Exactly the lines from the one holding "of the blurred" through the final line of the data are wanted, copied as written.

- Opening Delimiter -

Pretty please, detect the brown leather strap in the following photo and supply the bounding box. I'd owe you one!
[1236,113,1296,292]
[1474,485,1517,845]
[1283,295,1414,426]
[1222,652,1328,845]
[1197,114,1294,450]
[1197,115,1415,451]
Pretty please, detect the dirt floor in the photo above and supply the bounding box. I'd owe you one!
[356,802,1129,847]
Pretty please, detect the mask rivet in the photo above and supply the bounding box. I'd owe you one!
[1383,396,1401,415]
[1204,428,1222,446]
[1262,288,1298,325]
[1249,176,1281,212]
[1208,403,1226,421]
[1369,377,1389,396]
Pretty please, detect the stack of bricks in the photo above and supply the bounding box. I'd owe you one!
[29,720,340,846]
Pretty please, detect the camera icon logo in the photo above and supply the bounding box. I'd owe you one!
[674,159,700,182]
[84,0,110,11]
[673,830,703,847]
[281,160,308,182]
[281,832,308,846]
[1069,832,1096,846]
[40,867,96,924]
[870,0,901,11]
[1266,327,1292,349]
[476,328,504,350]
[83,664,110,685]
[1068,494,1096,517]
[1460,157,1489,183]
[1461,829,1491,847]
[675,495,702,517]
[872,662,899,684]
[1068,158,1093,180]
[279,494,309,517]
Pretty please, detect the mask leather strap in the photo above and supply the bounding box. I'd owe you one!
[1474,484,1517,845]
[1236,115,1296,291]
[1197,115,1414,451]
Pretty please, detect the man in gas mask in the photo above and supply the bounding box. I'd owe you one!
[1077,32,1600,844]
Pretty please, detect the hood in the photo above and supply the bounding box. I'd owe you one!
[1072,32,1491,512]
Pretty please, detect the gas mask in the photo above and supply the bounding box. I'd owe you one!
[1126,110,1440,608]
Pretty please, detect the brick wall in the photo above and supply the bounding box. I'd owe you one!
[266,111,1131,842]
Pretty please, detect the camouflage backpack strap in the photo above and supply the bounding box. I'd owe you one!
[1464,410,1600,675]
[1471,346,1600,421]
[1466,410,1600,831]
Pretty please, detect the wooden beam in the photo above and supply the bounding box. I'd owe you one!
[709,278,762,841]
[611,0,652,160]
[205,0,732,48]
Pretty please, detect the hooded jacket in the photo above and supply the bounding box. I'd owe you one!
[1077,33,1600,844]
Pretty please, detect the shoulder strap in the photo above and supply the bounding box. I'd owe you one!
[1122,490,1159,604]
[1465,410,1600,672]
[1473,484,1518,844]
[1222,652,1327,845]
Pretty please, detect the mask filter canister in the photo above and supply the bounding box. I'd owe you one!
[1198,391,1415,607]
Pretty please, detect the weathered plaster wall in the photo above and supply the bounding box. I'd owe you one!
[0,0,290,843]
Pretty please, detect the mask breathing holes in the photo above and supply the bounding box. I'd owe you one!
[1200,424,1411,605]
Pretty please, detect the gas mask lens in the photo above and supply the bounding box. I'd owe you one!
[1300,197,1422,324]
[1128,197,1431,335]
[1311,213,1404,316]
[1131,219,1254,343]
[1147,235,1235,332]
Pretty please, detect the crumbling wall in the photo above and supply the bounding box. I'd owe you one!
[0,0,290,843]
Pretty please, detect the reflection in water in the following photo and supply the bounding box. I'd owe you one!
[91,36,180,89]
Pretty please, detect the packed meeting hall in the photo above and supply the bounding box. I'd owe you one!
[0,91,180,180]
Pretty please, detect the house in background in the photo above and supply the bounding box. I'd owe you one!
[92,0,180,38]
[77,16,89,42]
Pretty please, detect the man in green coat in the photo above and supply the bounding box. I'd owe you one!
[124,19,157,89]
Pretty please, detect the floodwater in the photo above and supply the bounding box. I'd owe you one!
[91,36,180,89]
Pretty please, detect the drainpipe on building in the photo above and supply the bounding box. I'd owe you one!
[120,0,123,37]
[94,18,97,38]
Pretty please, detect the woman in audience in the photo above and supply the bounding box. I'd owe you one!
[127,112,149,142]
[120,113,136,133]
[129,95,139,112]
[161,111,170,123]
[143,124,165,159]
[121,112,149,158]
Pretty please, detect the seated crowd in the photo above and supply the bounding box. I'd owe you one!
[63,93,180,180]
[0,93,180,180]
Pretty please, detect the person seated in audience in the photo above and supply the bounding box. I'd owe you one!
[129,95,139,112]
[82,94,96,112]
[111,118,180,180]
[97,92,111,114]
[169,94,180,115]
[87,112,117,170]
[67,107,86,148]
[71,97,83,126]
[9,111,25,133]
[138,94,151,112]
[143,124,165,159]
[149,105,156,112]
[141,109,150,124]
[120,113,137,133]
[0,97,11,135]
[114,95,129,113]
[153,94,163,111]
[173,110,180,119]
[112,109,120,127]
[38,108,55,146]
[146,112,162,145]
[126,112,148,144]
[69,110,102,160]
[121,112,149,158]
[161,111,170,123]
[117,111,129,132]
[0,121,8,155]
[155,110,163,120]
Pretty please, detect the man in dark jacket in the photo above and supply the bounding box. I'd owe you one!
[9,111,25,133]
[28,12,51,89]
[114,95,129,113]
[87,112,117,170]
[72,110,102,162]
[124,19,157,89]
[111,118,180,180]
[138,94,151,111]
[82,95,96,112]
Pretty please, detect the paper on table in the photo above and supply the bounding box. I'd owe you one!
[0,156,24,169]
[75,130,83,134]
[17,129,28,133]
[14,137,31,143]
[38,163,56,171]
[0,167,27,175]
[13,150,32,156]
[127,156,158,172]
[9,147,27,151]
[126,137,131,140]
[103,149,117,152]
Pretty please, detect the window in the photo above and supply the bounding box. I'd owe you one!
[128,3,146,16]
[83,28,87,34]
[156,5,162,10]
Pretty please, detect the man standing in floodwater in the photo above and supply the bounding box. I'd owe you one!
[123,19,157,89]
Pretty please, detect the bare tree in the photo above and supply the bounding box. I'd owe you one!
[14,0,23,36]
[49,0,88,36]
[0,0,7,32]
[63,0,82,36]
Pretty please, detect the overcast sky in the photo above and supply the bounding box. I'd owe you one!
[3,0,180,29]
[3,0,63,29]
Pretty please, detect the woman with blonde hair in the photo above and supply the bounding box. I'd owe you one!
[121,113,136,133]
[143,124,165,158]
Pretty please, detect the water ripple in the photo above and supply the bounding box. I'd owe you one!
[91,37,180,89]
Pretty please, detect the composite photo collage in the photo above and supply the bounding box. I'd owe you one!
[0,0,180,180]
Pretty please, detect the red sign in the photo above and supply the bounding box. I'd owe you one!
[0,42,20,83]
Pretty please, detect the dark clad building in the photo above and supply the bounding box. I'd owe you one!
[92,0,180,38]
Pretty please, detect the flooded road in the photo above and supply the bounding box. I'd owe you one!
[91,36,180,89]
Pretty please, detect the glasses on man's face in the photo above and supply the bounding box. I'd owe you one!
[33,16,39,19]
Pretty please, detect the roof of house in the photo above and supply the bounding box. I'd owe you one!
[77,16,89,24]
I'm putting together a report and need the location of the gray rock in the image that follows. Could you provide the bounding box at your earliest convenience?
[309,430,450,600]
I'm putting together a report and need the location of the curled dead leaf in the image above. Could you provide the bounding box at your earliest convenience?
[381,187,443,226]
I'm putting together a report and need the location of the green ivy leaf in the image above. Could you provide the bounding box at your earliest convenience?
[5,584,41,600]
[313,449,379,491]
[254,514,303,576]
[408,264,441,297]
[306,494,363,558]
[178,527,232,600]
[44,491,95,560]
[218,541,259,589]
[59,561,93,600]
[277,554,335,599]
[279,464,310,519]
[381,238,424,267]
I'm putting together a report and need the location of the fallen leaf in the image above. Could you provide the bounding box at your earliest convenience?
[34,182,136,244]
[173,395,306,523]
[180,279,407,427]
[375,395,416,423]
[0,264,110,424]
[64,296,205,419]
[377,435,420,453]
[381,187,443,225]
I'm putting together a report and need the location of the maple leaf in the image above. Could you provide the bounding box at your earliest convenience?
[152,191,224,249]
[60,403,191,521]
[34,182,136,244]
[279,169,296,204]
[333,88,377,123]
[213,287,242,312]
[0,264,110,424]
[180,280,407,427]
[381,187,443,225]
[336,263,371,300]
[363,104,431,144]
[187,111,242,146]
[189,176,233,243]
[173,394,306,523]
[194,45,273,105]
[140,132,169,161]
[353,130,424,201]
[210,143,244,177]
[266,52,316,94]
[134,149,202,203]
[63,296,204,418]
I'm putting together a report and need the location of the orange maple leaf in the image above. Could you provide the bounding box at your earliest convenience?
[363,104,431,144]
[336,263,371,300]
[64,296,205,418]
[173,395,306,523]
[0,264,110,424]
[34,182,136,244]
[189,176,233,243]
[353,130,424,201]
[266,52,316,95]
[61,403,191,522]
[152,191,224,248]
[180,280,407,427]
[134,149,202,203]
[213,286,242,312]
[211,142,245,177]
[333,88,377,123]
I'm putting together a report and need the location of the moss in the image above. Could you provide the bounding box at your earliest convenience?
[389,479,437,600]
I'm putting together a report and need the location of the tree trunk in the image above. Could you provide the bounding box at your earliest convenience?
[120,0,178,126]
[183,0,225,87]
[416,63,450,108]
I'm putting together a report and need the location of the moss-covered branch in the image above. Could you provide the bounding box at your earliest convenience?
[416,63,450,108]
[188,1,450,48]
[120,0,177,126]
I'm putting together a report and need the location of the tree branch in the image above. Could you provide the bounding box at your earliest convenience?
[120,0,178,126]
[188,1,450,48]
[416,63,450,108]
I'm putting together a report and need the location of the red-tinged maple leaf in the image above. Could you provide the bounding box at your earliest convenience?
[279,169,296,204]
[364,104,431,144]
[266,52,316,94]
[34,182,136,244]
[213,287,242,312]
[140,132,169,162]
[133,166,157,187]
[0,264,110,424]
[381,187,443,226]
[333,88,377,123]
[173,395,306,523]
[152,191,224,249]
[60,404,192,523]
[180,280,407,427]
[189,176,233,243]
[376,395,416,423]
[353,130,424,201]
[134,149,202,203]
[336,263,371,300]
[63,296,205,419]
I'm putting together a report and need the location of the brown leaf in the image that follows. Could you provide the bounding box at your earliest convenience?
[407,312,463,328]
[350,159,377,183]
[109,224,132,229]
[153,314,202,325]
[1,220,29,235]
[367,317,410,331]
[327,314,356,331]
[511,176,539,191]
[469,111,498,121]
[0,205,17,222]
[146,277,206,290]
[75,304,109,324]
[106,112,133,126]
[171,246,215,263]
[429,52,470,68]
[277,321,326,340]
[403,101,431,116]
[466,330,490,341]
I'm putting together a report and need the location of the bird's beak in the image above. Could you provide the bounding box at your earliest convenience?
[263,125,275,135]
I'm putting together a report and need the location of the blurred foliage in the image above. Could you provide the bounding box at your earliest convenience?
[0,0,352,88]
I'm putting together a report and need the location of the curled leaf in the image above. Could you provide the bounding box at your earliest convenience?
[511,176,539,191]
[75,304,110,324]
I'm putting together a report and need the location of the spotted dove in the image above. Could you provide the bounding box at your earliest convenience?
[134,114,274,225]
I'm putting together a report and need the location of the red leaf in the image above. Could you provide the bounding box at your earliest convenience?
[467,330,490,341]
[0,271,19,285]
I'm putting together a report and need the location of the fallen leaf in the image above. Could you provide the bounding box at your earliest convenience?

- Closing Delimiter -

Answer to this exercise =
I'm putting together a report and need the location of the blurred foliage in the image above. Could you provide the bounding box at your earliest convenience?
[0,0,352,88]
I'm putting together a report and need the location of the curled leaf in the image above. Could you provide the bounding box at your earliest convenience?
[511,176,539,191]
[75,304,110,324]
I'm putting together a report and need the location of the spotted dove in the image above. Could you provide the bounding box at your earliest convenience?
[134,114,274,225]
I'm putting together a report and need the location of the red leaf in the image above. Could you provide the bounding box at your earliest convenience?
[467,330,490,341]
[0,271,19,285]
I'm putting together a report and need the location of the fallen leaf in the image above. Could you provide the bounding box at your earliest convenience?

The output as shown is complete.